Même lorsqu’elle joue la perfection, dans The Holiday (Nancy Meyers, 2006), Diaz apporte à ses rôles une autodérision excentrique marquante. On retiendra la vision burlesque offerte par sa grande silhouette en lunettes noires vacillant sur talons hauts dans la neige de la banlieue londonienne, ou la frénésie avec laquelle elle trépigne et envoie son fiancé au tapis d’un coup de poing habilement décroché. Un bel exemple des capacités athlétiques de l’actrice, qui apparaissaient déjà ça et là, d’une scène de danse endiablée dans The Mask aux cascades éblouissantes de Charlie’s Angels, et pourront, occasionnellement, se déployer jusqu’au burlesque - comme dans ce passage hilarant d’un film en demi-teinte, In Her Shoes (Curtis Hanson, 2005), qui la montre employée dans un salon de toilettage canin, versant la quasi intégralité d’un savon liquide sur un chien qui manque de se noyer dans les flots de mousse qui l’entourent. La vision de la jeune femme portant à bout de bras l’animal frétillant et couvert de mousse, est réjouissante. Il restait, bien sûr, à donner l’occasion à Diaz de se débarrasser aussi de ce personnage de « brave fille » qui lui colle à la peau. Un défi qu’elle relèvera dans l’une de ses dernières - et mémorables - apparitions :  Bad Teacher.

Entrées de données recueillies

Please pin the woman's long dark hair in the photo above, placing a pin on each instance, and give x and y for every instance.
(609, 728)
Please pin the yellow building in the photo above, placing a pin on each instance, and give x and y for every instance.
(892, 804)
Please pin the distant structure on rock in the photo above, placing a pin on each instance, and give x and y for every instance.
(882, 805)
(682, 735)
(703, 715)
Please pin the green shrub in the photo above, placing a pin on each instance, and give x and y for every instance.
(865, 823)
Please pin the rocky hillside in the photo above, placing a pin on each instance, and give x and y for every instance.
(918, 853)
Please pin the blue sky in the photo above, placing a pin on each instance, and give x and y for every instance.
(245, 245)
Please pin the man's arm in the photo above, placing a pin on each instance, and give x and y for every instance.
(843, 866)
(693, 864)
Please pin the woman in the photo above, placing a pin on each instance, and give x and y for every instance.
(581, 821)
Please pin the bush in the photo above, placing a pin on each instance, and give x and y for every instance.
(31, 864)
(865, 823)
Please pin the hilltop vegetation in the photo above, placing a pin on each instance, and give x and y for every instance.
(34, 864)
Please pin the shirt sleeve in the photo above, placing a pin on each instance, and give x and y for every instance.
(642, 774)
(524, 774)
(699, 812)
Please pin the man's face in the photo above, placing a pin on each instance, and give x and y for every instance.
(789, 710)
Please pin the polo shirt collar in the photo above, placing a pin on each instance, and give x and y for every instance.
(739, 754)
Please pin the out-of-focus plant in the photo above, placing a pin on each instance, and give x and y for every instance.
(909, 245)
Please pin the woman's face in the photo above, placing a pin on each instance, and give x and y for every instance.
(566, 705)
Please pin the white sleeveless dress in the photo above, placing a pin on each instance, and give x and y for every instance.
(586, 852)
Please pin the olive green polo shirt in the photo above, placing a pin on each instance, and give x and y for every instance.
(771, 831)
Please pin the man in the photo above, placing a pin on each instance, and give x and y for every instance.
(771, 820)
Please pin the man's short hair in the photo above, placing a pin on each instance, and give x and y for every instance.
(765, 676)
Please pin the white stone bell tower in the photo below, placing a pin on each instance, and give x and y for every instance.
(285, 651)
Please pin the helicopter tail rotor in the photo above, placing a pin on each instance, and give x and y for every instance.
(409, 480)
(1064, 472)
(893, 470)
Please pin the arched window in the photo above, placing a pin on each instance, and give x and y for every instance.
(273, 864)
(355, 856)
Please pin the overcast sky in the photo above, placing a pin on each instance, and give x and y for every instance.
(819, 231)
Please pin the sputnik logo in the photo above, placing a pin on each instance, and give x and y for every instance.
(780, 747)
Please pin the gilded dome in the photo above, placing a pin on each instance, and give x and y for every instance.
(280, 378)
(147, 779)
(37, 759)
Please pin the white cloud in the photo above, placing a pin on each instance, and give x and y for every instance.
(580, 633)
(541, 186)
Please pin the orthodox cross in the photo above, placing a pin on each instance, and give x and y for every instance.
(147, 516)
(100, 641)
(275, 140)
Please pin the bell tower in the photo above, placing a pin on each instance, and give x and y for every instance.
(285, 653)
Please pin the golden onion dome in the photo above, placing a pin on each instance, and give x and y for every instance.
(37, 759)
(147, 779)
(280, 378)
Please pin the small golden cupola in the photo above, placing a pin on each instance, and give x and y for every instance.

◆ Exercices:
1 > D'après le texte sur les rôles de Diaz, pourquoi restait-il à lui donner l'occasion de se débarrasser du personnage de « brave fille » ? Répondez en une à trois phrases.
2 > Selon le texte sur les rôles de Diaz, qui a réalisé In Her Shoes ?
Le matériel ci-dessus est sans rapport avec le texte.

◆ Corrigés:
1 > Parce que ce personnage de « brave fille » lui colle à la peau. Elle relèvera ce défi dans Bad Teacher, l'une de ses dernières apparitions.

2 > Curtis Hanson.